Exercise task: Turn the lines of the items below into a single numbered list, skipping any blank lines.

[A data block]

════════════════════

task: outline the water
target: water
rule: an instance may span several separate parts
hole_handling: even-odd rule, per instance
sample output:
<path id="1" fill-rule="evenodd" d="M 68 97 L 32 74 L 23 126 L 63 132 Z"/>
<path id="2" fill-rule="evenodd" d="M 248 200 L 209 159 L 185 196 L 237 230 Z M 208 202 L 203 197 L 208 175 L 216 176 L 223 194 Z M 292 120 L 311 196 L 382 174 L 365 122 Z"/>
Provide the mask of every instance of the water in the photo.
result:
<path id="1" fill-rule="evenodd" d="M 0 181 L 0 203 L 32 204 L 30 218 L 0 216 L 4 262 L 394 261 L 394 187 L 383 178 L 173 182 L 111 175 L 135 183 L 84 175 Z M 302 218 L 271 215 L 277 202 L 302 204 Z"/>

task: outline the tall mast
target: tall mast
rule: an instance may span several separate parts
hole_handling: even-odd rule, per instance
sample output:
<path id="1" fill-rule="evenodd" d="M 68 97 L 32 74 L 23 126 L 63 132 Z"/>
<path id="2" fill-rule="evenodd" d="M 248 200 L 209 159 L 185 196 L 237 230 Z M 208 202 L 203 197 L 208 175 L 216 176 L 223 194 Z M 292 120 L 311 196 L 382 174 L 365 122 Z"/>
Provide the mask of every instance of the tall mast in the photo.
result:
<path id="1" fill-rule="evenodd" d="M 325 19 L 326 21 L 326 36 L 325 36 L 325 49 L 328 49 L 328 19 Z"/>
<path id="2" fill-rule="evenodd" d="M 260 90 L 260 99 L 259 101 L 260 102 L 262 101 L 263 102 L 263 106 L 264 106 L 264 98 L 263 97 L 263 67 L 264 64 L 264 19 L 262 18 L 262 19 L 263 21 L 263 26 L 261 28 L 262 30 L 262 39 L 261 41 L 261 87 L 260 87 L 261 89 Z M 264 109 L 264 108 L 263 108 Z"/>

════════════════════

The result:
1. task: outline the water
2. target: water
3. rule: an instance may span several separate parts
4. hole_handling: even-odd rule, per instance
5. sample output:
6. <path id="1" fill-rule="evenodd" d="M 68 97 L 32 74 L 23 126 L 63 132 Z"/>
7. <path id="2" fill-rule="evenodd" d="M 248 200 L 209 159 L 185 196 L 237 230 Z M 208 202 L 203 197 L 208 175 L 216 176 L 223 194 Z M 292 120 L 311 196 L 382 174 L 365 122 Z"/>
8. Provide the mask of every instance of the water in the photo.
9. result:
10. <path id="1" fill-rule="evenodd" d="M 0 181 L 0 203 L 32 204 L 30 218 L 0 216 L 4 262 L 394 261 L 394 187 L 383 178 L 173 182 L 111 175 L 135 183 L 84 175 Z M 302 218 L 271 215 L 277 202 L 302 204 Z"/>
11. task: outline the tall mast
12. target: tall mast
13. rule: an instance may span several separate parts
14. hole_handling: even-odd rule, per instance
15. sample output:
16. <path id="1" fill-rule="evenodd" d="M 68 97 L 32 74 L 23 126 L 63 132 Z"/>
17. <path id="2" fill-rule="evenodd" d="M 248 200 L 209 159 L 185 196 L 237 230 Z M 208 202 L 203 197 L 208 175 L 216 176 L 223 194 Z M 292 120 L 311 196 L 382 174 L 365 122 Z"/>
18. Provide the mask of every instance of the tall mast in the photo.
19. result:
20. <path id="1" fill-rule="evenodd" d="M 325 19 L 326 21 L 326 36 L 325 36 L 325 49 L 328 49 L 328 19 Z"/>
21. <path id="2" fill-rule="evenodd" d="M 260 90 L 260 99 L 259 101 L 260 102 L 262 101 L 263 102 L 263 106 L 264 106 L 264 98 L 263 97 L 263 67 L 264 64 L 264 19 L 262 18 L 262 19 L 263 21 L 263 26 L 261 28 L 262 30 L 262 39 L 261 41 L 261 87 L 260 87 L 261 89 Z M 264 109 L 264 108 L 263 108 Z"/>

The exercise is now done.